Problems to work on
• a. According to the flash-to-pass forum thread below, what is the fine for a first offense of failing to dim headlights?
• b. Go on with the flash-to-pass forum thread below, starting right after its final sentence.

Text block
⁂

# Flash to Pass



## GMACK24 (Jun 2, 2003)

Another topic I am trying to settle with a friend.

Is it okay to "Flash to pass" in Massachusetts. 

If there is someone in the FAR left lane going say 60 MPH and you want to go 65 is there a law against FLASH TO PASS?

I tried GOOGLE and got nowhere. 

any help is appreciated.


Greg


----------



## Goose (Dec 1, 2004)

GMACK24";p="63526 said:


> Another topic I am trying to settle with a friend.
> 
> Is it okay to "Flash to pass" in Massachusetts.
> 
> ...


It's not listed under the MGL, but rather the Code of Massachusetts Regulations (mostly civil motor vehicle infractions).

Under 540CMR22.05, failure to dim headlights is a $35 fine for first offense, $75 for a second offense, and $150 for the third offense.

http://www.mass.gov/courts/courtsandjudges/courts/districtcourt/cmviassess.pdf


----------



## kwflatbed (Dec 29, 2004)

The flash to pass is an old trucker courtsy that was done befor the CB radio came about.
After passing the courtsy was to flash your marker lights as a thank you.
I don't know of any of the states that have it as a
law.


----------



## HousingCop (May 14, 2004)

Flash to pass eh? Is that like old school WAAF Opie &amp; Anthony's "Whip 'em Out Wednesday"? WOW was fun back in the day.


----------



## Zuke (May 8, 2004)

HousingCop";p="63612 said:


> Flash to pass eh? Is that like old school WAAF Opie & Anthony's "Whip 'em Out Wednesday"? WOW was fun back in the day.


Don't forget FreeNP. 8)


----------



## MVS (Jul 2, 2003)

You need take-down lights or a spotlight to flash as demonstrated by the staties. :lol:

There really needs to be more education on the "Highway rules" passing vs. travel lanes.


----------



## Foxracingmtnridr (Feb 23, 2003)

You can always be flashed to passs on wednesdays care of WOW from Opie&amp;Anthony Live weekday mornings 7-11 on XM 202.

Scott :rock:


----------



## rivercity (Nov 8, 2004)

When I bought my Chevy Trailblazer in January, I looked through the owner's manual. There is a mention of the "flash to pass" in there where you flick the high beams, "requesting" to pass the vehicle ahead... nothing about its legality...

⁂

Source records
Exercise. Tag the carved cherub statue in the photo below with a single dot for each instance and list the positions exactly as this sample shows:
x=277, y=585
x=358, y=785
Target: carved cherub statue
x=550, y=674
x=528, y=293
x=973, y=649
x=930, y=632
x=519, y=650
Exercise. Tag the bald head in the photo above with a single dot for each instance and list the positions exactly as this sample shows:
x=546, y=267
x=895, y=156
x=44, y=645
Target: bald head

⁂

Expected outputs
• a. $35.

• b.
----------



## FRPDConstable (Feb 20, 2003)

My uncle lives in Maryland and they have a law out there that if you are in the highspeed lane and want to pass someone going below the limit you can flash them. If you flash them and they do not pull over you can be fined $25. I want that law here


----------



## TripleSeven (Aug 28, 2004)

FRPDConstable";p="64355 said:


> My uncle lives in Maryland and they have a law out there that if you are in the highspeed lane and want to pass someone going below the limit you can flash them. If you flash them and they do not pull over you can be fined $25. I want that law here


That doesn't make any sense... you mean THEY can be fined right? I think thats a dumb law... it would just end up getting abused. Someone would be going 75 in the left lane and then the clown who wants to drive 90 would tailgate flashing their lights thinking its ok. The only time I flash my high beams is to let someone go, otherwise its just another form of aggresive driving.


----------



## FRPDConstable (Feb 20, 2003)

> That doesn't make any sense... you mean THEY can be fined right? I think thats a dumb law... it would just end up getting abused. Someone would be going 75 in the left lane and then the clown who wants to drive 90 would tailgate flashing their lights thinking its ok. The only time I flash my high beams is to let someone go, otherwise its just another form of aggresive driving.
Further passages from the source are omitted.